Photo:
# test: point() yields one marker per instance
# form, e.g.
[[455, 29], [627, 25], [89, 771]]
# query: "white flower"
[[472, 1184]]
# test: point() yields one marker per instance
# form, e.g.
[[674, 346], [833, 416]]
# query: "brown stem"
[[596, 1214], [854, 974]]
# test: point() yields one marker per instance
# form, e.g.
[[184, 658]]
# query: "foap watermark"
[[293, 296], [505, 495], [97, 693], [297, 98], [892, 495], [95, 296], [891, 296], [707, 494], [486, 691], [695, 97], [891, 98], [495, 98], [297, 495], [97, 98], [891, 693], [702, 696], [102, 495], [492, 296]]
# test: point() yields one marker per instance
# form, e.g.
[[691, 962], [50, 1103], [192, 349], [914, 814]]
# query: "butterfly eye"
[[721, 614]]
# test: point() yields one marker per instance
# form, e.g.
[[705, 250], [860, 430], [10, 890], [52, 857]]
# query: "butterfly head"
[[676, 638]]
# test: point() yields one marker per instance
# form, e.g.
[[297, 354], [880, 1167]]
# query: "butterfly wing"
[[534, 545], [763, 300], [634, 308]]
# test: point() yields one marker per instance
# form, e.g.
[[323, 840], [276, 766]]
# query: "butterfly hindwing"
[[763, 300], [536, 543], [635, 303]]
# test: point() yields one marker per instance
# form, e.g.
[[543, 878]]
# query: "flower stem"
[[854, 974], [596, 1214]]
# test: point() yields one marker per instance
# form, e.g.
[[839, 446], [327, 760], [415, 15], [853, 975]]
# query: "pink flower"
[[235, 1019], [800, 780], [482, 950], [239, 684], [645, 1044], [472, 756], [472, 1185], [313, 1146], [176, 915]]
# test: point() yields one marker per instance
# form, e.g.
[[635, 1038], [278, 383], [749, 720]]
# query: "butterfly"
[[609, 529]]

###

Reproduce all of the material above word for word.

Photo:
# test: point() yields one marker per instance
# form, e.g.
[[455, 29], [627, 25], [89, 771]]
# query: "white flower"
[[472, 1184]]
# test: point() yields one marker per instance
# form, e.g.
[[674, 346], [833, 416]]
# query: "brown stem"
[[596, 1214], [854, 974]]
# test: point() yields one marker per instance
# form, e.g.
[[184, 658]]
# query: "foap watermark"
[[293, 296], [505, 495], [97, 693], [297, 98], [892, 495], [95, 296], [891, 296], [707, 494], [486, 691], [695, 97], [891, 98], [495, 98], [297, 495], [97, 98], [891, 693], [702, 696], [102, 495], [492, 296]]
# test: point() yields one marker per instance
# form, e.g.
[[691, 962], [50, 1103], [192, 349], [914, 814]]
# query: "butterfly eye"
[[721, 614]]
# test: point() yields one marker per instance
# form, e.g.
[[705, 250], [860, 430], [10, 890], [52, 857]]
# query: "butterfly head"
[[676, 638]]
# test: point() yields one marker per instance
# form, e.g.
[[297, 354], [880, 1167]]
# query: "butterfly wing"
[[534, 545], [763, 300], [634, 308]]
# test: point() yields one marker per instance
# form, e.g.
[[323, 840], [276, 766]]
# query: "butterfly hindwing"
[[763, 300], [536, 543], [635, 303]]
# test: point() yields one marker per instance
# form, e.g.
[[543, 878]]
# query: "flower stem"
[[854, 974], [596, 1214]]
# test: point() yields one marker per instance
# form, e.g.
[[839, 446], [327, 760], [415, 15], [853, 975]]
# query: "pink flower"
[[235, 1019], [800, 780], [482, 950], [239, 684], [645, 1044], [472, 756], [472, 1185], [313, 1146], [176, 915]]
# test: point() yields one marker per instance
# form, e.g.
[[635, 1038], [278, 383], [749, 720]]
# query: "butterfly"
[[609, 529]]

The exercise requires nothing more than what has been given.